━━━ INPUT RECORDS

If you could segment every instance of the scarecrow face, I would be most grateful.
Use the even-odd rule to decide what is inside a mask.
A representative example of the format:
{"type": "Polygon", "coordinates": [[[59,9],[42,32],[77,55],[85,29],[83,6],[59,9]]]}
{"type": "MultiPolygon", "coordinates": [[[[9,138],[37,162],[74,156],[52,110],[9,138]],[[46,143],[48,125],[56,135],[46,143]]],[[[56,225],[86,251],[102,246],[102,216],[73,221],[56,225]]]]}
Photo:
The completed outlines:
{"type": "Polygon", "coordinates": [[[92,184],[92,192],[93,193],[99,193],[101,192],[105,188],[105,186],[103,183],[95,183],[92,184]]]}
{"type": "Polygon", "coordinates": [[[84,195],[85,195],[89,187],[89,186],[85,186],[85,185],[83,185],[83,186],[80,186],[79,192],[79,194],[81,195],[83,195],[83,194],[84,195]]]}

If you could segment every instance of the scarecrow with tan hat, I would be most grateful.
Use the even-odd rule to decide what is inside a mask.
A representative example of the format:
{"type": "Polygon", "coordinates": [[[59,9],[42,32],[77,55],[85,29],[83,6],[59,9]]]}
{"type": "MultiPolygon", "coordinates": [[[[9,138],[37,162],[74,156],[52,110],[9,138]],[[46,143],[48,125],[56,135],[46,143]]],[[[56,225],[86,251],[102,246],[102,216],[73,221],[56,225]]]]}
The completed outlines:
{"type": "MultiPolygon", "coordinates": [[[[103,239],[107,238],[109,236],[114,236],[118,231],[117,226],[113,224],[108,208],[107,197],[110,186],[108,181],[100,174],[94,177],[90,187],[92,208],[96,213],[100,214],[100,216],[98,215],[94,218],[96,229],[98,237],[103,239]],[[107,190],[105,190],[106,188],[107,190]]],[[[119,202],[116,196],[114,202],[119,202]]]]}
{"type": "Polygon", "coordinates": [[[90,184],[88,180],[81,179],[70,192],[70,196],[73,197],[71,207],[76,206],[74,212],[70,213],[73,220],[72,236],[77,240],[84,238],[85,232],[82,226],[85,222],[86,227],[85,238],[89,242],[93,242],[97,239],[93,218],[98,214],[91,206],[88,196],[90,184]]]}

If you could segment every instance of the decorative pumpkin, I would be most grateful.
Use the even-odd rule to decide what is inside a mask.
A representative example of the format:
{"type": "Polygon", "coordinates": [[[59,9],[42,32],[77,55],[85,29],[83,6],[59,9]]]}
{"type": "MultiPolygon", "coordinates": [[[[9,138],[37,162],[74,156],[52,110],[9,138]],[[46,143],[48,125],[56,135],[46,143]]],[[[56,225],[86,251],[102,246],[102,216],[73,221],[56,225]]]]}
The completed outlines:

━━━━━━

THE EXERCISE:
Give the listing above again, word for word.

WRITTEN ANSWER:
If you could segment every instance of the scarecrow face, I would be most grateful.
Use the even-odd rule to decide what is inside a mask.
A representative example of the format:
{"type": "Polygon", "coordinates": [[[59,9],[42,32],[77,55],[85,29],[83,6],[59,9]]]}
{"type": "MultiPolygon", "coordinates": [[[[9,138],[37,162],[74,156],[52,110],[9,138]],[[46,143],[48,125],[56,135],[46,143]]],[[[56,225],[86,251],[102,246],[102,216],[73,221],[56,225]]]]}
Photo:
The completed outlines:
{"type": "Polygon", "coordinates": [[[92,184],[92,192],[93,193],[99,193],[101,192],[105,188],[105,186],[103,183],[95,183],[92,184]]]}
{"type": "Polygon", "coordinates": [[[84,195],[85,195],[89,187],[89,186],[85,186],[85,185],[83,185],[83,186],[80,186],[79,192],[79,194],[81,195],[83,195],[83,194],[84,195]]]}

If you could segment every instance of the scarecrow with tan hat, I would be most grateful.
Use the even-odd rule to decide what is inside a mask.
A representative example of the format:
{"type": "Polygon", "coordinates": [[[59,9],[42,32],[77,55],[85,29],[83,6],[59,9]]]}
{"type": "MultiPolygon", "coordinates": [[[[9,138],[37,162],[74,156],[52,110],[9,138]],[[46,143],[48,125],[56,135],[46,143]]],[[[56,225],[86,251],[102,246],[102,216],[73,221],[56,225]]]]}
The completed outlines:
{"type": "MultiPolygon", "coordinates": [[[[103,239],[107,238],[109,236],[114,236],[118,231],[117,226],[113,224],[108,208],[107,197],[110,186],[108,181],[100,174],[94,177],[90,187],[92,208],[96,213],[100,214],[100,216],[98,215],[94,218],[96,229],[98,237],[103,239]],[[107,190],[105,190],[106,188],[107,190]]],[[[119,202],[116,196],[114,202],[119,202]]]]}
{"type": "Polygon", "coordinates": [[[90,184],[88,180],[81,179],[70,192],[70,196],[73,197],[71,207],[76,206],[74,212],[70,213],[73,220],[72,236],[77,240],[84,238],[85,232],[82,226],[85,222],[86,227],[85,238],[89,242],[93,242],[97,239],[93,218],[98,214],[91,206],[88,196],[90,184]]]}

If you could segment every instance of the decorative pumpkin, I would be most grateful.
Use the even-odd rule to decide what is inside a mask.
A representative example of the format:
{"type": "Polygon", "coordinates": [[[59,9],[42,32],[77,55],[85,29],[83,6],[59,9]]]}
{"type": "MultiPolygon", "coordinates": [[[[9,138],[37,162],[74,156],[52,110],[9,138]],[[46,143],[48,125],[56,135],[46,143]]],[[[56,225],[86,251],[102,246],[102,216],[73,221],[56,225]]]]}
The completed outlines:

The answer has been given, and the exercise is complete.